*Records from a data source*
________________________

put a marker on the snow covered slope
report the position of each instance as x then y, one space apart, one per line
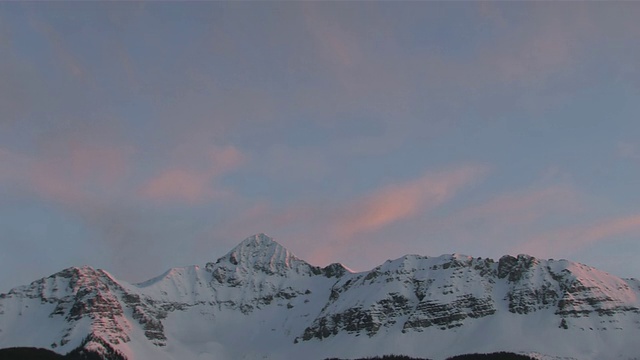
260 301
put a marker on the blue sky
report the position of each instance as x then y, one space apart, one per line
136 137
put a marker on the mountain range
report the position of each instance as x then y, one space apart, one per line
259 301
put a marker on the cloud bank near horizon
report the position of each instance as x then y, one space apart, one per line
138 137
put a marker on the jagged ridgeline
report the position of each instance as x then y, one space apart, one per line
259 301
493 356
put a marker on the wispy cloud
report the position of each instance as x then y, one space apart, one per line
184 184
79 174
401 201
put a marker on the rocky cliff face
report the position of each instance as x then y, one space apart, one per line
260 290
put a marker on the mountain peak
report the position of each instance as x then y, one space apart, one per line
261 252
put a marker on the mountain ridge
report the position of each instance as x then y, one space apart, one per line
261 290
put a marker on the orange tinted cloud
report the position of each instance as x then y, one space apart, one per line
401 201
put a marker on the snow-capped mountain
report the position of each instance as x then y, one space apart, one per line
260 301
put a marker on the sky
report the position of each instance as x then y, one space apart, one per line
136 137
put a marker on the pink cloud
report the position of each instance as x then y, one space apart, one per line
182 184
336 44
179 185
401 201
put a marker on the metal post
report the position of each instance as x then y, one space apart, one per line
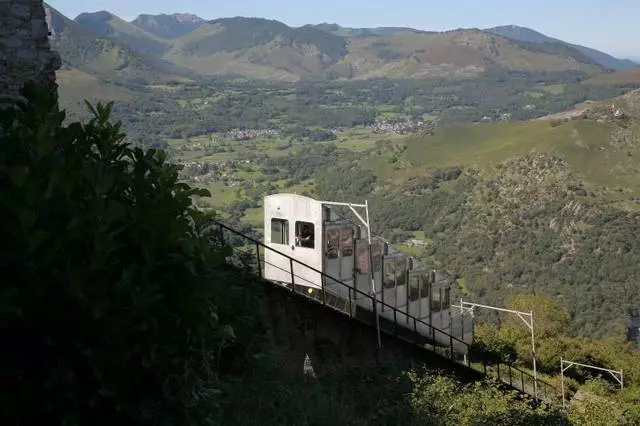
533 354
259 263
620 379
373 280
562 382
293 286
529 324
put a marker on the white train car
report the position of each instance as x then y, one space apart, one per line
324 245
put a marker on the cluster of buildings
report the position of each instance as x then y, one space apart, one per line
402 127
247 134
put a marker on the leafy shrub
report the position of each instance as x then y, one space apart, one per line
111 278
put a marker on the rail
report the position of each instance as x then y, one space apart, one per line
505 373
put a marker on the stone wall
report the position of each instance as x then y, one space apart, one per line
333 341
25 53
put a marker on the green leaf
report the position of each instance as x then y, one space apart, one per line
18 174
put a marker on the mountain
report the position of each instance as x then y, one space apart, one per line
515 32
82 49
357 32
549 207
168 26
268 49
106 24
260 48
619 77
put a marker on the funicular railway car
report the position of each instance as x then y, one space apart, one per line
309 231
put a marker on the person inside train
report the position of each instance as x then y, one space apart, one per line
305 237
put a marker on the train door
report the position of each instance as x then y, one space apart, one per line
332 252
347 258
279 266
389 281
416 280
363 266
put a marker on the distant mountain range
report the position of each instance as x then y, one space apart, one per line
182 46
528 35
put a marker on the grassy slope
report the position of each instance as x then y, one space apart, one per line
620 77
109 25
74 86
582 143
285 55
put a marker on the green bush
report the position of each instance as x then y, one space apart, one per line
110 278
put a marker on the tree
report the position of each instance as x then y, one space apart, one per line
111 300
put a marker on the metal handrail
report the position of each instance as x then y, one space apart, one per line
411 319
373 299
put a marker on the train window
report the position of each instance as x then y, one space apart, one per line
389 273
333 240
446 298
363 258
376 252
347 242
424 287
305 236
280 231
436 306
401 271
414 287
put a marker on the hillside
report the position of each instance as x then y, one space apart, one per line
528 35
267 49
631 76
260 48
358 32
544 206
106 24
168 26
103 57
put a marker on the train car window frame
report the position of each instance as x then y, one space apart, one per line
302 226
436 302
346 244
425 293
415 282
376 253
363 258
281 226
445 303
401 263
388 284
333 243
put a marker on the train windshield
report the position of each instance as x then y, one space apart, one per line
305 235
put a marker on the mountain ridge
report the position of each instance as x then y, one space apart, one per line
104 57
528 35
268 49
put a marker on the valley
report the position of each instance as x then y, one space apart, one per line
504 161
492 142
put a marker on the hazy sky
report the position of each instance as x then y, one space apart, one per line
608 25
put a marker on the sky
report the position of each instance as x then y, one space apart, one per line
607 25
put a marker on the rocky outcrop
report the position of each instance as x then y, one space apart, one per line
25 53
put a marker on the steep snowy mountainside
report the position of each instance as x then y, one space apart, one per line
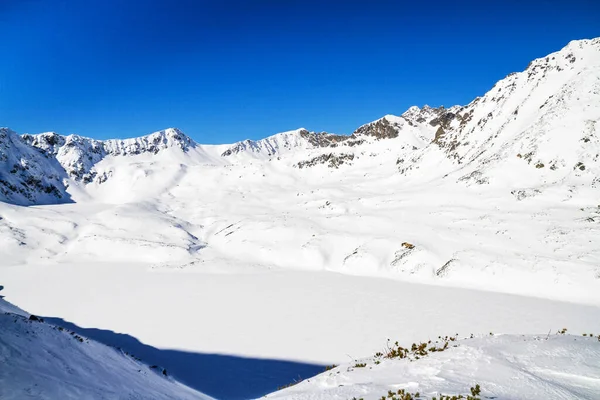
78 155
501 194
43 361
26 175
532 129
284 143
387 127
498 367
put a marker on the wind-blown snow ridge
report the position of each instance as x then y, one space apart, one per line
44 361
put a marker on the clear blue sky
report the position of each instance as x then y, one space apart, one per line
226 70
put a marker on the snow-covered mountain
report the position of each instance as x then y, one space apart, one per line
44 361
478 217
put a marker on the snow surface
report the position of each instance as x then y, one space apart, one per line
505 367
39 360
308 246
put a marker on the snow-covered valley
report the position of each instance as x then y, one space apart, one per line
314 249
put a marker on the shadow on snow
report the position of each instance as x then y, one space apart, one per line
224 377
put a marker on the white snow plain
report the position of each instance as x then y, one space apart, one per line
243 268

________________________

*Aim*
Copy out verbatim the lines of the records from the line that contains "put a marker on the shadow on snow" through the last line of the records, including both ends.

*The answer*
put a marker on the shadow on snow
report the position of each instance as x then y, one space apart, one per line
224 377
put a marker on the white snow plain
report the position of each instance as x then y, one space apart, one per line
243 268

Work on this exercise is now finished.